Broad hints that help the beginners, should be more welcomed.

Adaptations

The road to the divine is not a circus, Yogananda said.

Adaptations are of many kinds and degrees. A newcomer in yoga circles may respond in some unhealthy ways, once he is "bitten" by body postures and mind-diving methods that work:

  1. He strives fervently to adapt himself to whatever yoga he has come across. He may seek to enroll a group too.

  2. He tries to adapt yoga to himself, his background and basic cultural premises, and favourable sides of his family history too. The second main way is recommended here at The Gold Scales. Here are two main ways to do it:
  1. Goldsmith ways are in part like that of Indiana Jones. He plucks the finest specimen he may lay hands on from alien cultures, and later he may remake them. The British queen and many others have jewels from other places. They were hardly found in the UK terrain. To make the best use of insights and methods from afar, live with them for some time, polish and cut them as expertly as you can master after learning the trade, and assemble and reassemble. The results could be astounding, shining, much coveted.

⁂

- _Goal 1_:
Extract the records from the line containing "Return one point per instance of the woman's" through the line containing "<point>1080,477</point>", inclusive, and reproduce those lines unchanged.
The text and the records have no connection to each other.

[Point labels for objects]
⁂

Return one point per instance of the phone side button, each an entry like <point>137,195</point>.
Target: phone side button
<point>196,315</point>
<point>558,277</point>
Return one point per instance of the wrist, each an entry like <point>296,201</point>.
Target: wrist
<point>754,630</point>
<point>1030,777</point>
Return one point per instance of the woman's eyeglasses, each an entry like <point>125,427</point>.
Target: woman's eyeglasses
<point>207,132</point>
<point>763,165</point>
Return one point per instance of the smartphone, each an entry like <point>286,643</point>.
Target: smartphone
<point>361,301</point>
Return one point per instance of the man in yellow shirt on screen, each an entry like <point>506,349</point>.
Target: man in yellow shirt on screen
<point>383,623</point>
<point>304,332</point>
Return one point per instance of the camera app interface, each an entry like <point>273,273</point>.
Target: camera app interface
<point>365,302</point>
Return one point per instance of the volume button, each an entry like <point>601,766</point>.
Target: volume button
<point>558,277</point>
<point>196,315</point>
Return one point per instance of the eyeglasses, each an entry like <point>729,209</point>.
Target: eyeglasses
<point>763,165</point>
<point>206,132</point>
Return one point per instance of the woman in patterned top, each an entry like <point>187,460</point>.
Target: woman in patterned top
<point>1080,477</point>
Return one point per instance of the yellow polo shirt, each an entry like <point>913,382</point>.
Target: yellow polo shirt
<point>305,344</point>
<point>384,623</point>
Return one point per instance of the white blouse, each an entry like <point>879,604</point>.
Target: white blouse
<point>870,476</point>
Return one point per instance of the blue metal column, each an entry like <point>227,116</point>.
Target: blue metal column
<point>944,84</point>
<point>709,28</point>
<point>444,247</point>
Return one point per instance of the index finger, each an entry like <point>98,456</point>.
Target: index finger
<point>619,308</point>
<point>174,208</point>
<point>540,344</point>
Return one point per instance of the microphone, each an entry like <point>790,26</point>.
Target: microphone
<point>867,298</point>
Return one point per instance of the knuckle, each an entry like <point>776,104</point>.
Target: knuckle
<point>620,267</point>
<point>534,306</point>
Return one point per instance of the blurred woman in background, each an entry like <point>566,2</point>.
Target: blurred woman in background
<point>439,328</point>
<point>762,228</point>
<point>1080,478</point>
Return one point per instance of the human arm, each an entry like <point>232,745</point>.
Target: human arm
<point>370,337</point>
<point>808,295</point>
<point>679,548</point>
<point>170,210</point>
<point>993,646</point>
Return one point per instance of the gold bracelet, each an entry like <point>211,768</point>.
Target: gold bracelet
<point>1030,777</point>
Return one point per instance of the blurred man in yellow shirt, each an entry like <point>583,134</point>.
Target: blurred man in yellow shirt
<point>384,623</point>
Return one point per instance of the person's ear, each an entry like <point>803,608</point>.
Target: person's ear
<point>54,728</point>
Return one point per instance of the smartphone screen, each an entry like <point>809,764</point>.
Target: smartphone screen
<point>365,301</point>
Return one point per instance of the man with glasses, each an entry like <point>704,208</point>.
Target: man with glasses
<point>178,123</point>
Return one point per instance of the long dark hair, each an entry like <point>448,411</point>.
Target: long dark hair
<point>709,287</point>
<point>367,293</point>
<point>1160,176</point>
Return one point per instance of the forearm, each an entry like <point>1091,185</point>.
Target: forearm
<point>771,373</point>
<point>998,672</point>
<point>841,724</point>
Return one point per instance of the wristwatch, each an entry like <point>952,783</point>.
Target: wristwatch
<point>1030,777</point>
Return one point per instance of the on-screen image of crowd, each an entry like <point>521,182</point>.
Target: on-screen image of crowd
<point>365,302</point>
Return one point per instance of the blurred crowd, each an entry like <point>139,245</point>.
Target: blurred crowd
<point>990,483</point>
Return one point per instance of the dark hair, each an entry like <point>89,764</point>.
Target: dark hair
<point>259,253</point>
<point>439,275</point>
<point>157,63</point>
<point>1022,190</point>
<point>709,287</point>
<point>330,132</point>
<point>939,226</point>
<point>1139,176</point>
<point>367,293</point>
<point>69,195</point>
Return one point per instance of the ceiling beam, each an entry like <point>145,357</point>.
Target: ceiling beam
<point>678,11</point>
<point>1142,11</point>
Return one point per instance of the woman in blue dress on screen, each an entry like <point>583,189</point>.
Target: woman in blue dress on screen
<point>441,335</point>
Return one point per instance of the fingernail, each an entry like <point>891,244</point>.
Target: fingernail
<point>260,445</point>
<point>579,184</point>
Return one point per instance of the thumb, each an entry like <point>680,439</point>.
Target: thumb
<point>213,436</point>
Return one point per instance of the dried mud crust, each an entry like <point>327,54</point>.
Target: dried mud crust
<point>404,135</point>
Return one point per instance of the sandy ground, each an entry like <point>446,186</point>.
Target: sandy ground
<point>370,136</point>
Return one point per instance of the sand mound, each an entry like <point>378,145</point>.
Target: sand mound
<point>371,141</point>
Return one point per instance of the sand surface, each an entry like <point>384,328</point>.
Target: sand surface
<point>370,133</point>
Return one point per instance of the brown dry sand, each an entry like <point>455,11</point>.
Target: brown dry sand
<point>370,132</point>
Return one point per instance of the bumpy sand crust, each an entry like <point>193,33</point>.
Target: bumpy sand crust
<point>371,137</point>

⁂

- _Goal 2_:
Answer these questions about the passage on yoga adaptations:
(a) According to Yogananda, what is the road to the divine not?
(b) Which of the two listed responses is recommended at The Gold Scales?
(c) Whose ways are goldsmith ways said to be partly like?

- _Full output 1_:
Return one point per instance of the woman's eyeglasses, each an entry like <point>125,427</point>.
Target: woman's eyeglasses
<point>207,132</point>
<point>763,165</point>
Return one point per instance of the smartphone, each an entry like <point>286,643</point>.
Target: smartphone
<point>361,301</point>
Return one point per instance of the man in yellow shirt on screen, each an entry like <point>506,349</point>.
Target: man in yellow shirt on screen
<point>383,623</point>
<point>304,332</point>
Return one point per instance of the camera app interface, each an entry like <point>273,273</point>.
Target: camera app interface
<point>365,302</point>
Return one point per instance of the volume button, each an entry like <point>601,766</point>.
Target: volume button
<point>558,277</point>
<point>196,315</point>
Return one point per instance of the eyeglasses, each an entry like <point>729,209</point>.
Target: eyeglasses
<point>763,165</point>
<point>206,132</point>
Return one point per instance of the woman in patterned top, each an entry like <point>187,460</point>.
Target: woman in patterned top
<point>1080,477</point>

- _Full output 2_:
(a) A circus.
(b) The second: the newcomer adapts yoga to himself, his background and his basic cultural premises.
(c) Those of Indiana Jones.